#### EXTRACTED DATA
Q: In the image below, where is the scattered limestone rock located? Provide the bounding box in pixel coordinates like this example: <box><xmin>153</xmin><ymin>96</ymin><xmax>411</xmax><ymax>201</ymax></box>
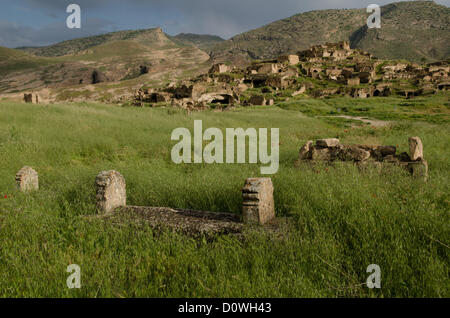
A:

==

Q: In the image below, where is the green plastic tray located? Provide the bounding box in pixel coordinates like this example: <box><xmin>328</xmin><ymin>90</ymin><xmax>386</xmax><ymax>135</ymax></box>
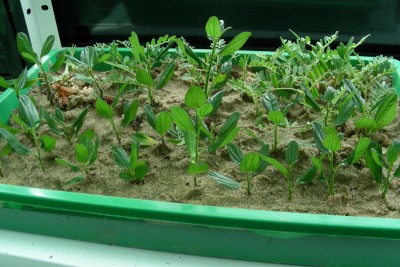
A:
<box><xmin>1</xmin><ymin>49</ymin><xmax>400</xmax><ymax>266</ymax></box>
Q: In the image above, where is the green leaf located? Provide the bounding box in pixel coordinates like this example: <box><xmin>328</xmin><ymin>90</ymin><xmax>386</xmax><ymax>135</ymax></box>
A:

#### EXERCISE DETAILS
Please go line by line through the records above, copying each one that holds the string "this".

#### RESULT BELOW
Q: In the image below, where is the scattered limestone rock located? Provide the bounding box in pixel coordinates like this example: <box><xmin>153</xmin><ymin>96</ymin><xmax>411</xmax><ymax>201</ymax></box>
Q: In the image below, where is the green plastic tray located? Provide the bounding box in pixel coordinates like this example: <box><xmin>328</xmin><ymin>90</ymin><xmax>386</xmax><ymax>135</ymax></box>
Q: In the image above, where is the green leaf located? Provide the bounding box in pixel coordinates like this example: <box><xmin>328</xmin><ymin>90</ymin><xmax>386</xmax><ymax>135</ymax></box>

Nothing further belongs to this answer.